**Gestellte Aufgabe 1**.
Beantworte zum Forenthread über den Logitech Z-5450 unten diese Fragen:
(a) Wann wurde das Lautsprechersystem gekauft?
(b) Welcher Lautsprecher ist defekt?
(c) In welcher Farbe müsste die Box während der neuen Suche blinken?
**Gestellte Aufgabe 2**. Schreib aus dem Forenthread über den Logitech Z-5450 alle Fragesätze heraus, die in den Beiträgen selbst gestellt werden. Lass dabei die Überschrift und das Zitat weg.
**Gestellte Aufgabe 3**. Nimm den Forenthread über den Logitech Z-5450 an seinem Ende auf und schreib ihn weiter.

**Vorliegender Text**.
# Logitech Z-5450 Wireless Lautsprecher Defekt ?



## Riplex (5. Oktober 2008)

Hi,

mein hinterer linker Lautsprecher ist anscheinend defekt. Er blinkt nur noch schnell rot und lässt sich auch nicht mehr überreden zu connecten.
Habt ihr so welche Probleme auch schon gehabt ? Leider hab ich keine Garantie mehr da ich es im August 2006 gekauft hatte.
Ich hab schon bei Logitech angefragt ob die den reparieren oder austauschen,
habe allerdings gesehen das das Z-5450 garnicht mehr verkauft wird.
Naja, mal sehen was die antworten.

Hat jemand von euch vielleicht noch so einen Lautsprecher ? Vielleicht ist ja bei jemandem was anderes kaputt und er würde mir den Lautsprecher verkaufen.


----------



## nfsgame (5. Oktober 2008)

Kam dieses Problam aufeinmal oder hats du irgendwas im Raum umgestellt? du kannst die Box ja mal aufschrauben und gucken ob sich der kleine Stecker der Mini-Antenne verabschiedet hat.


----------



## Riplex (5. Oktober 2008)

nfsgame schrieb:


> Kam dieses Problam aufeinmal oder hats du irgendwas im Raum umgestellt? du kannst die Box ja mal aufschrauben und gucken ob sich der kleine Stecker der Mini-Antenne verabschiedet hat.


 
Ja, das Problem trat aufeinmal auf. Hab nichts an der Position der Box oder im Raum geändert. Das Problem ist auch, das man per Büroklammer normalerweise die Box "reseten" kann damit diese die Control Station sucht. Wie so eine Kanalsuche eben. Nur es passiert nicht mehr. Normal müsste die Box während der neuen suche Blau Blinken, sobald man den Knopf gedrückt hat, tut sie aber nicht.

**Gespeicherte Daten**.
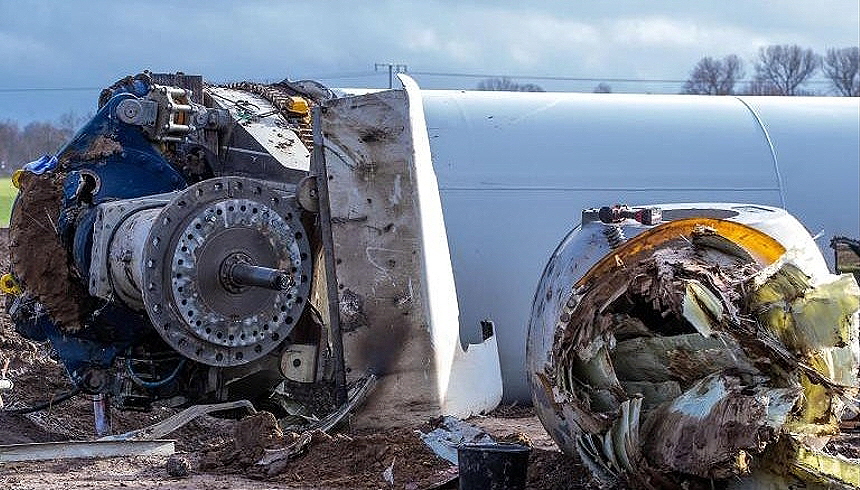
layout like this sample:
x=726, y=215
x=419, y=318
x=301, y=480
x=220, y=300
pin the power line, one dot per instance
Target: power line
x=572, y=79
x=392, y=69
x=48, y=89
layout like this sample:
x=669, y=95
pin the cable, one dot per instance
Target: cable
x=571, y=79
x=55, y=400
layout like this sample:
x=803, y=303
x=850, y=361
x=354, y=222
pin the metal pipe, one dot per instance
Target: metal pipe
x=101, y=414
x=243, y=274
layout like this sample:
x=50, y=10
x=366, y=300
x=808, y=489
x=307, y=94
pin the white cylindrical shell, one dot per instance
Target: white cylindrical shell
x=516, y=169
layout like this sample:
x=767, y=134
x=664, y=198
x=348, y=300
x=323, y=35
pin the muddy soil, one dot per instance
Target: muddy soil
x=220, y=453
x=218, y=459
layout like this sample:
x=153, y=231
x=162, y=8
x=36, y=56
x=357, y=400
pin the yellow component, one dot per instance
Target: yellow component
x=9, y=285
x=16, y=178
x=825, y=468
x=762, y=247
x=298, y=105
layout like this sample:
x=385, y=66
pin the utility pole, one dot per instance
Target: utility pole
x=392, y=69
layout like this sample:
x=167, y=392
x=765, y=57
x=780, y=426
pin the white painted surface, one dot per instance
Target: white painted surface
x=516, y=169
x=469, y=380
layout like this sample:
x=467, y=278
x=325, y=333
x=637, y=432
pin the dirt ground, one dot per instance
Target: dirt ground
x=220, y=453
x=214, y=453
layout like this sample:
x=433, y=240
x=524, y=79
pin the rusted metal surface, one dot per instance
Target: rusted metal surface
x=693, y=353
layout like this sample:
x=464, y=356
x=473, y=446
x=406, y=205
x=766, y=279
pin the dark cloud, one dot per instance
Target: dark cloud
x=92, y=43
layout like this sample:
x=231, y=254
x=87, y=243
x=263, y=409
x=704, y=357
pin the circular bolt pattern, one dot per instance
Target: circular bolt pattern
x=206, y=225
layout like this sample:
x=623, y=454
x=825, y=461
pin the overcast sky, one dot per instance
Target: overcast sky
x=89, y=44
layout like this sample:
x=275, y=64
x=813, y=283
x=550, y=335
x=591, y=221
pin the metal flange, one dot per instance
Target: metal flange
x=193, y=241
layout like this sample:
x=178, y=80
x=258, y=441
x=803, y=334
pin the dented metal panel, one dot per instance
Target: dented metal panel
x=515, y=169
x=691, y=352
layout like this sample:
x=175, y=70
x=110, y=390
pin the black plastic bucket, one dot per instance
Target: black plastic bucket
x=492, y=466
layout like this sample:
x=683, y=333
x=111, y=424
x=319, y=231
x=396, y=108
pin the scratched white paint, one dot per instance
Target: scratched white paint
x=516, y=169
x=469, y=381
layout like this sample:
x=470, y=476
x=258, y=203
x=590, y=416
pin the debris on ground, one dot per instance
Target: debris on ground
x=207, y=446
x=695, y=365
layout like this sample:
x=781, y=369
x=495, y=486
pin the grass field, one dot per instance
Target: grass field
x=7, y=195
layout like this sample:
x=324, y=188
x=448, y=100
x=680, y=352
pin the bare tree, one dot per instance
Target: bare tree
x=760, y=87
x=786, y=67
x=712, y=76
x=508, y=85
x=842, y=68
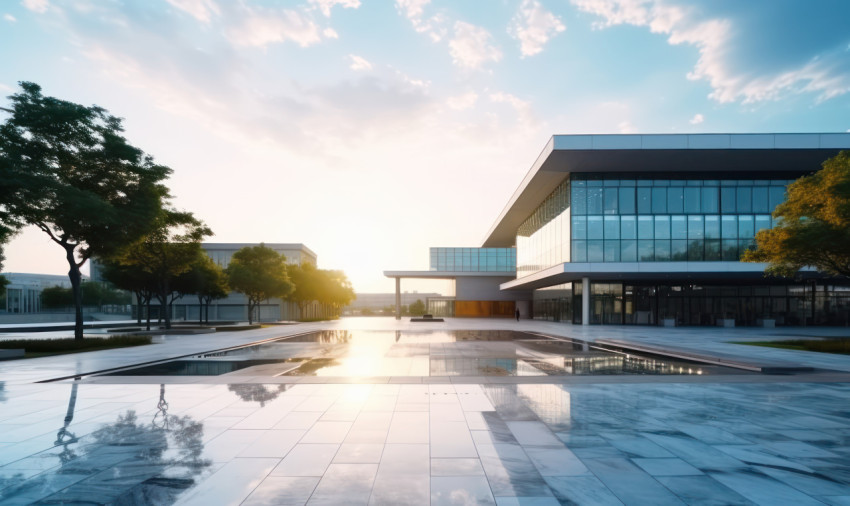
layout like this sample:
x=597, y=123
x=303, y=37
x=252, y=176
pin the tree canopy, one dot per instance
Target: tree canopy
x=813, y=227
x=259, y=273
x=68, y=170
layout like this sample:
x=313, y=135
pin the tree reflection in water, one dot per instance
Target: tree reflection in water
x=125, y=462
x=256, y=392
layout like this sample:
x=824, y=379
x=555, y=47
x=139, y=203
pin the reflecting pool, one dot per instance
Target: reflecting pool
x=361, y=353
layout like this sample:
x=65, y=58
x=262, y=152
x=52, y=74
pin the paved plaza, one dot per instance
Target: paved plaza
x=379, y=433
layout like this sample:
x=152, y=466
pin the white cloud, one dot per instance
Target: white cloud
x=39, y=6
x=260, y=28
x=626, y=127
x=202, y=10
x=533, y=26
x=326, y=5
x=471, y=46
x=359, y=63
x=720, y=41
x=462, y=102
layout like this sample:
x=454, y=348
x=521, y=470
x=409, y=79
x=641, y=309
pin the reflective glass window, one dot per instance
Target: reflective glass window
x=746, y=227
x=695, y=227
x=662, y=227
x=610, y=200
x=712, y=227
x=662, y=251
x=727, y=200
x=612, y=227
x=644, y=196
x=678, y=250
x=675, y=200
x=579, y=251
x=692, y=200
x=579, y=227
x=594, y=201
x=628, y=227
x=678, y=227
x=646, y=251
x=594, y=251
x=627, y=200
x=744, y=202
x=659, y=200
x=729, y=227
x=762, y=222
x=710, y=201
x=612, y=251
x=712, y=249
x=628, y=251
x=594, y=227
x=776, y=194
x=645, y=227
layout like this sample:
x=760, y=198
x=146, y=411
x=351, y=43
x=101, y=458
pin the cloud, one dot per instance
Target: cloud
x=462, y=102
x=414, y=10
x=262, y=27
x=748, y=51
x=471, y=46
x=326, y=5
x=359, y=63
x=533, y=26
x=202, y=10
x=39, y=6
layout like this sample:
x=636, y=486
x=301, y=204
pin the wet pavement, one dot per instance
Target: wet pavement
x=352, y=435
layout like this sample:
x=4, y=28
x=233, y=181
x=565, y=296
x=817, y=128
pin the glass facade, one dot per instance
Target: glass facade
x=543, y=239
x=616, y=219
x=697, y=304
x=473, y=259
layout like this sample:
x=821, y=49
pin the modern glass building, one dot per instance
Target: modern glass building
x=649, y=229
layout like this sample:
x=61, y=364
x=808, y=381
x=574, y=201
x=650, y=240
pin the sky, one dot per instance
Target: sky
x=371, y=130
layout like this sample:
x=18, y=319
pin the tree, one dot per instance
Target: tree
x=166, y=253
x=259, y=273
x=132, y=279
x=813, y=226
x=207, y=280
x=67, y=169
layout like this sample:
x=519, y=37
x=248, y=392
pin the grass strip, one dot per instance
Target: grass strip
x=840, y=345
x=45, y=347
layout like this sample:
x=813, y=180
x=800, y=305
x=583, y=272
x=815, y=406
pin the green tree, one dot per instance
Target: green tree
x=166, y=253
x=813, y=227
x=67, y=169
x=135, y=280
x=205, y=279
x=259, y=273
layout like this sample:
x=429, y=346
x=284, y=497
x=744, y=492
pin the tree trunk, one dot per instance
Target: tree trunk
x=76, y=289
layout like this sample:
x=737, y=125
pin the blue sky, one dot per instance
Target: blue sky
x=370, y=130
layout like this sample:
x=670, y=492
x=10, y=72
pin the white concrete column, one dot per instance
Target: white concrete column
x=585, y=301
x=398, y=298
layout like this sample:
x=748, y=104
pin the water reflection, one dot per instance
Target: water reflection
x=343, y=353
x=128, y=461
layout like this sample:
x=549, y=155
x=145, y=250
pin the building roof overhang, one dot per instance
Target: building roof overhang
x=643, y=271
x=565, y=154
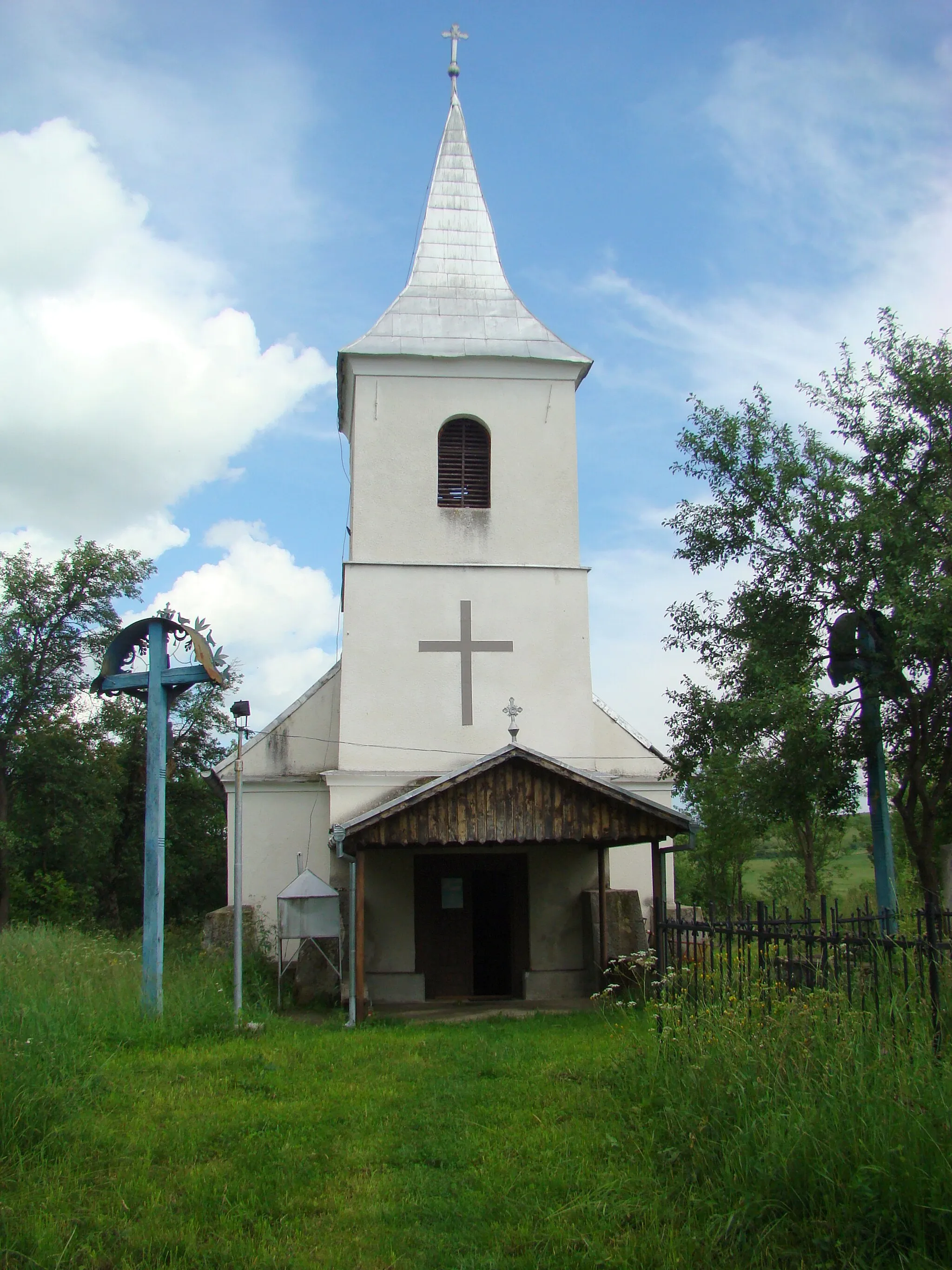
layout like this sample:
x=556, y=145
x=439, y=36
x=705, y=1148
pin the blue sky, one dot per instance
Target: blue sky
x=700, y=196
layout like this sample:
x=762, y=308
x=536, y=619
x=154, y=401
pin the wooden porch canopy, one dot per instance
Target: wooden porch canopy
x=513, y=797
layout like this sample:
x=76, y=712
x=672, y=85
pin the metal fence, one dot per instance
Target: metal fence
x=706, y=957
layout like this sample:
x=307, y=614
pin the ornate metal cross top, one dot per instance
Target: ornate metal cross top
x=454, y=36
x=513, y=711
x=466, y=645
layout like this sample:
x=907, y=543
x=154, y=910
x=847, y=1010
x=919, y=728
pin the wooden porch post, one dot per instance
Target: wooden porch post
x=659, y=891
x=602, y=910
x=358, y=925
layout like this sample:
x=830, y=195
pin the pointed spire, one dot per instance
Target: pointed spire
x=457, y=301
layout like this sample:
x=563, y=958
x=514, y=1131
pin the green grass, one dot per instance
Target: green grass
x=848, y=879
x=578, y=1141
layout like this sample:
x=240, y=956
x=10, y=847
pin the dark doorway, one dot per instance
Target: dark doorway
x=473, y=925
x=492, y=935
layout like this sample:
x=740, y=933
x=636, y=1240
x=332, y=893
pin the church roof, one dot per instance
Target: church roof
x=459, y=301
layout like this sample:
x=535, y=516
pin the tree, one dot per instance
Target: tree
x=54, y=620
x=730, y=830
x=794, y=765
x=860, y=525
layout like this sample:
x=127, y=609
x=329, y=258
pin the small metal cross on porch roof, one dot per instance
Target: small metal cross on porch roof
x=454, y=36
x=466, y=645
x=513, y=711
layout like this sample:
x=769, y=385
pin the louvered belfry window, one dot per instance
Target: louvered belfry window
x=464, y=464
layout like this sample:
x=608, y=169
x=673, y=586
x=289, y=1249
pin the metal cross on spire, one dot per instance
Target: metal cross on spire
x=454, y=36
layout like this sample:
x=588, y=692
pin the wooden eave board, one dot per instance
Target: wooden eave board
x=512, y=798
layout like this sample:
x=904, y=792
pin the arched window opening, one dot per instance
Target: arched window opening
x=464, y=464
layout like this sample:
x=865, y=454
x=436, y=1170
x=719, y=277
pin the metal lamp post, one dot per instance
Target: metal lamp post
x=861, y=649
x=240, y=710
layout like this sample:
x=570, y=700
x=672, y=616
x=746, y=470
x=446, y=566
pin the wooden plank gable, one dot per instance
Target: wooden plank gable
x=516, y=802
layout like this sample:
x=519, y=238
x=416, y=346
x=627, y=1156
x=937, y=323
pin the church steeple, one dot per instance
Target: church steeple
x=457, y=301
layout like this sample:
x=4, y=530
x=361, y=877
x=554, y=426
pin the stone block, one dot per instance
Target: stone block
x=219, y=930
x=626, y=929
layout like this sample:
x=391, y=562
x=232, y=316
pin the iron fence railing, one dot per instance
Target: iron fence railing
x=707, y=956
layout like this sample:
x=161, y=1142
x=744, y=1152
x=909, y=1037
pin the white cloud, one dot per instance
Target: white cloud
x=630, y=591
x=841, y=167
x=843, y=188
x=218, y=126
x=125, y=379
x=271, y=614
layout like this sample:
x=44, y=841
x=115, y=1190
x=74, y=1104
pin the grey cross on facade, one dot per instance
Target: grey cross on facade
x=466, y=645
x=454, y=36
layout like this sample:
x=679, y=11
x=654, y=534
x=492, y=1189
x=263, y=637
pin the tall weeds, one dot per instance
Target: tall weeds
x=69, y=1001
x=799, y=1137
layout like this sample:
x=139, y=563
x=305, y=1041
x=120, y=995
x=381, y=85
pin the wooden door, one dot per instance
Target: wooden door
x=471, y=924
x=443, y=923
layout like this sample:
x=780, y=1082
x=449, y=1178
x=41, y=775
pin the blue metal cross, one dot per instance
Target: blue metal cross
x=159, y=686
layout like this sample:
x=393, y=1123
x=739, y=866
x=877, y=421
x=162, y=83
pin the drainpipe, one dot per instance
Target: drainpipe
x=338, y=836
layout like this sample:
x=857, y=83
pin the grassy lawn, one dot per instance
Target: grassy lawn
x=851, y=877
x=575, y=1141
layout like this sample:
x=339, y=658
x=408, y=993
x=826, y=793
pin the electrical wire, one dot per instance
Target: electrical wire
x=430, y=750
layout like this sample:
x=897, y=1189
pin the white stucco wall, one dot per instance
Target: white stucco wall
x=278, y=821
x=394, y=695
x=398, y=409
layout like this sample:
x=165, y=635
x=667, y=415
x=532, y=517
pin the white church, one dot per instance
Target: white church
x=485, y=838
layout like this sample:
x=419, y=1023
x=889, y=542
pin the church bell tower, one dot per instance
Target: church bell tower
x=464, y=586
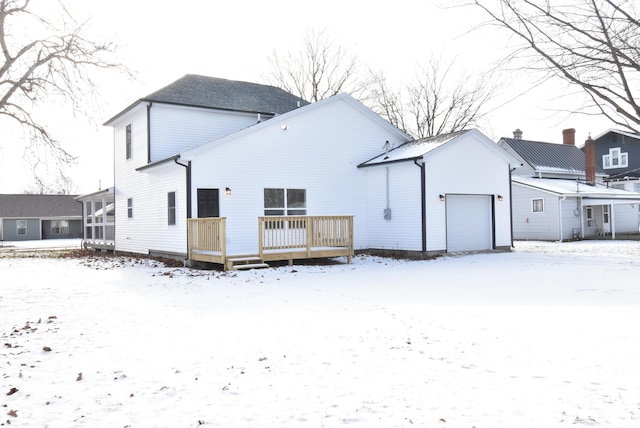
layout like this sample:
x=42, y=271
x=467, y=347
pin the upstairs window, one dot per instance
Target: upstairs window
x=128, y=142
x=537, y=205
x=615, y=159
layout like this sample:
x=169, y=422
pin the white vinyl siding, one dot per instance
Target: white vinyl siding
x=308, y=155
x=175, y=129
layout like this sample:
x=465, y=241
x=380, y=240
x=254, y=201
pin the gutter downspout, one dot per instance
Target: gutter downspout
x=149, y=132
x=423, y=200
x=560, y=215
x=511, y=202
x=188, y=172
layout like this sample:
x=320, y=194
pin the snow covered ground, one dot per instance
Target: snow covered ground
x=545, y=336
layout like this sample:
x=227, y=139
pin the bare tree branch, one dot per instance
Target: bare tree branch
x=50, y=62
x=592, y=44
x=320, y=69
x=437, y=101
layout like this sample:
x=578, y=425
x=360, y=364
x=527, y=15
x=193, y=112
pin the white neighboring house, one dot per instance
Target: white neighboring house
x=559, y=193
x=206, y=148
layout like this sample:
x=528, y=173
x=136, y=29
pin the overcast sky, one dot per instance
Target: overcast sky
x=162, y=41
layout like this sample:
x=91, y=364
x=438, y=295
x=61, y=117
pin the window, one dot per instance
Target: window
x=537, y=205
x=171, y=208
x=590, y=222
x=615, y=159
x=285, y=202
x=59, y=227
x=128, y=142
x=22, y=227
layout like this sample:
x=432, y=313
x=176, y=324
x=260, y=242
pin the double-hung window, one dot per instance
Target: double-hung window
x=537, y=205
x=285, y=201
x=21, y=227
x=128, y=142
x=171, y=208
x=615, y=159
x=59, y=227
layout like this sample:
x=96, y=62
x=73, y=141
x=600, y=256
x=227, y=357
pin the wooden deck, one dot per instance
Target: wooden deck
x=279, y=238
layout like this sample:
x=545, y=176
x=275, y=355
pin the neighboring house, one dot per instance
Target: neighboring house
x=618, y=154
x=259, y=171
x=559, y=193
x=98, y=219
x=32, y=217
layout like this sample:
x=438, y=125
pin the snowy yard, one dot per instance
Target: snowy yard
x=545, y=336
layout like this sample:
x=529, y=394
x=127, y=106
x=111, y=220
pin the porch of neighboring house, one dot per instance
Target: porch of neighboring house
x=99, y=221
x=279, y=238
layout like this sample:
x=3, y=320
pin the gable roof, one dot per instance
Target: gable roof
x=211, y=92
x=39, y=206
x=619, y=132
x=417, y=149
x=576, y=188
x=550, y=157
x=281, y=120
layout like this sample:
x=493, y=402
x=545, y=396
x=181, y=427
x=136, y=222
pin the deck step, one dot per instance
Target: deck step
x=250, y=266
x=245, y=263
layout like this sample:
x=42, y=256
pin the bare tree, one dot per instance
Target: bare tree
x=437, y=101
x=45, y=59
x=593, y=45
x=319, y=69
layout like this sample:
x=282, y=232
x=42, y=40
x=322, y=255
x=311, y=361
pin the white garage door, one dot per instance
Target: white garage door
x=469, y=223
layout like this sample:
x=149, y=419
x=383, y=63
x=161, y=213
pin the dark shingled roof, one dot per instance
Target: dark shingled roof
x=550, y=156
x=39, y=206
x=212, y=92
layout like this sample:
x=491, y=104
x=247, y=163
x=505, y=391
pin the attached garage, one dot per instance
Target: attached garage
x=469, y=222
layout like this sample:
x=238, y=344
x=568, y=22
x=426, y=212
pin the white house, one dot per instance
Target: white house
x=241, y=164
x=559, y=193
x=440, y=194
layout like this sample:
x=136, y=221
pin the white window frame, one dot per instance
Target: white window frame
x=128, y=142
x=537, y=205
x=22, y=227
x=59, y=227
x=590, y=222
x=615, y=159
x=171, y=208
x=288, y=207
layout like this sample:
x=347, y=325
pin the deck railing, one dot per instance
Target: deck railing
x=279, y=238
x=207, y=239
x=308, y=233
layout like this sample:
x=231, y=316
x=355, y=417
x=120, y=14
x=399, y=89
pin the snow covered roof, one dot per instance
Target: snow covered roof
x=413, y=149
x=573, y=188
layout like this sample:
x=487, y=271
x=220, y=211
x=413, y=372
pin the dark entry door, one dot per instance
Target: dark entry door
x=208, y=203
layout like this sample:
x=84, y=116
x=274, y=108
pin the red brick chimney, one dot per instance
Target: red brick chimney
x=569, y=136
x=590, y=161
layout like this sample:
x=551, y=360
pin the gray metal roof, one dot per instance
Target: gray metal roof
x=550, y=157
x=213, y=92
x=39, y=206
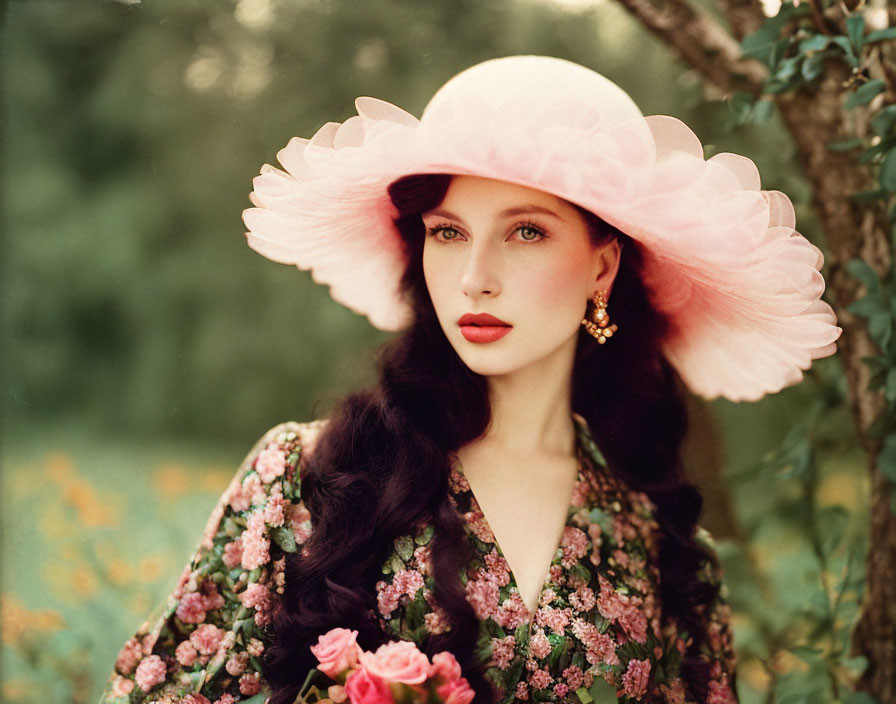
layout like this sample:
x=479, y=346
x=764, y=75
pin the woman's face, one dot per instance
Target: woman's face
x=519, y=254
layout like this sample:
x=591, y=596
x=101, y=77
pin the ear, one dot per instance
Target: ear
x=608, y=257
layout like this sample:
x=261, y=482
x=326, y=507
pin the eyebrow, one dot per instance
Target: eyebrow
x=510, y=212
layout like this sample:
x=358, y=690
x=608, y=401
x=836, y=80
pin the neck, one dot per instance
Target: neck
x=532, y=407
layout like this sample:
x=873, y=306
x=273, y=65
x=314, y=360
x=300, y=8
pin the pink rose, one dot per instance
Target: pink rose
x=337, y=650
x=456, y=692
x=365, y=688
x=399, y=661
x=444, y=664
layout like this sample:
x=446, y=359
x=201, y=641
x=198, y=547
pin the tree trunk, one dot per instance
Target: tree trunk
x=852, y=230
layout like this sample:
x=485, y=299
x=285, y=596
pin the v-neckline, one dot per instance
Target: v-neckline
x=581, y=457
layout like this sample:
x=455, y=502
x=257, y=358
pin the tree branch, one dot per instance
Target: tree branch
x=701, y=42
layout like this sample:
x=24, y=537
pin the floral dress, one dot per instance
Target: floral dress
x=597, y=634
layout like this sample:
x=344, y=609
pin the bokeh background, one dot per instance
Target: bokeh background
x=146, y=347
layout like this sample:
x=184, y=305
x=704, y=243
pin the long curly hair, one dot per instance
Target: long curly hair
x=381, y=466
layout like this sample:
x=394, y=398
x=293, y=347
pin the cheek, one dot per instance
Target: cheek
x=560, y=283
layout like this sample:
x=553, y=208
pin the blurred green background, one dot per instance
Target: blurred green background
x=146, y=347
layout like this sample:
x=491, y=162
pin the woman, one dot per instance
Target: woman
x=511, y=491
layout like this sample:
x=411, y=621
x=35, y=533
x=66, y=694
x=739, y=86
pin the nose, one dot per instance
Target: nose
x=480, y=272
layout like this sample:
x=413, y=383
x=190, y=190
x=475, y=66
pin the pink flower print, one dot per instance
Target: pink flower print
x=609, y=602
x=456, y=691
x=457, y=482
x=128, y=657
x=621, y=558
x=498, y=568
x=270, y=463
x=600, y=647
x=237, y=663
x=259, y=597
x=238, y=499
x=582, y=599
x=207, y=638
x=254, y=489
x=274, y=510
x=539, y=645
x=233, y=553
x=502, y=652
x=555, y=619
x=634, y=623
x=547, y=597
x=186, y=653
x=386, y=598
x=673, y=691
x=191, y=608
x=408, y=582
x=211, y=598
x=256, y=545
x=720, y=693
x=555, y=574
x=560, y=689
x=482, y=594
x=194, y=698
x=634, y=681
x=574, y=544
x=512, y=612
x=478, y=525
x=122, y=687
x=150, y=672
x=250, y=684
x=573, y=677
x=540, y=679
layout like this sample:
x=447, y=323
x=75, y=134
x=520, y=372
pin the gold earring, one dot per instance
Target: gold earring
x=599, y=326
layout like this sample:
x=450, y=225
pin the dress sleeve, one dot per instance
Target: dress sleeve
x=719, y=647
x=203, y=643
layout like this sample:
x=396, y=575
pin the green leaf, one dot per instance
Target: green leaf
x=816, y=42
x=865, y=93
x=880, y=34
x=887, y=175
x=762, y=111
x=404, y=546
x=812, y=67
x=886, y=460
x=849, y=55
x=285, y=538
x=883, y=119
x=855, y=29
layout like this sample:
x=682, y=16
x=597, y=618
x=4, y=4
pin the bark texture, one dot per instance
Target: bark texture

**Richtige Antwort 1**.
(a) Im August 2006.
(b) Der hintere linke Lautsprecher.
(c) Blau.

**Richtige Antwort 2**.
- Habt ihr so welche Probleme auch schon gehabt ?
- Hat jemand von euch vielleicht noch so einen Lautsprecher ?
- Kam dieses Problam aufeinmal oder hats du irgendwas im Raum umgestellt?

**Richtige Antwort 3**.
Die rechte hintere Box funktioniert ja ohne Probleme, nur die linke hintere ist anscheinend defekt. Ich geh mal davon aus, das sich das Empfangsteil verabschiedet hat. Rumschrauben will ja da jetzt auch nicht. 
Erstmal abwarten was der Support sagt.


----------



## Overlocked (5. Oktober 2008)

Wahrscheinlich ist etwas an der Antenne kaputt. Bilder wären gut^^


----------



## Riplex (5. Oktober 2008)

Die hinteren Lautsprecher haben ja keine externe Antenne, sondern nur eine interne. Und von
der Control Station kann ja die Antenne nicht kaputt sein, da die rechte hintere ja noch geht.
Wie gesagt, normal fängt die Diode an den Wireless Boxen Blau an zu blinken sobald man den Connect Knopf drückt an der Box. Die intakte Box macht das ja auch noch, nur die kaputte blinkt nur noch rot.


----------



## Overlocked (5. Oktober 2008)

Wieso hast du keine Garantie mehr?


----------



## Riplex (5. Oktober 2008)

Overlocked schrieb:


> Wieso hast du keine Garantie mehr?


 
Im August 2006 gekauft. Deswegen keine Garantie mehr.


----------



## Overlocked (5. Oktober 2008)

3 Jahre? Wie wäre es damit? Normalerweise sind es 3....


----------



## Riplex (5. Oktober 2008)

Nö. Auf der Garantiekarte steht 2 Jahre begrenzte Garantie.


----------



## nfsgame (6. Oktober 2008)

Tja Logitech halt. Garantie ist weg und die dinger geben den Löffel ab.


----------



## Overlocked (6. Oktober 2008)

Tüpisch... Würde sagen, dass du mal am Satellit rumbastelst und schaust, was mit der Antenne los ist.


----------



## Riplex (7. Oktober 2008)

So, bekomme von Logitech das Z-5500 als Ersatz. Kulanter gehts wohl kaum


----------



## Overlocked (7. Oktober 2008)

Vom Logitech Support aus?


----------



## Riplex (7. Oktober 2008)

Overlocked schrieb:


> Vom Logitech Support aus?


 
Ja vom Support aus.


----------



## BMW M-Power (7. Oktober 2008)

Wahnsinn, so etwas nenne ich Kundensupport. 

Nicht so wie bei anderen Herstellern, welcher fällt mir jetzt nicht ein  xD

Aber ist ja egal, die sagen dann : Nein, können wa nicht, garantie ist abgelaufen.

10Pkt. für Logitech 

Achja, ich nutze das Z-5500 auch, und bin eig. ziemlich zufrieden, nur das der bass i-wie komisch ist.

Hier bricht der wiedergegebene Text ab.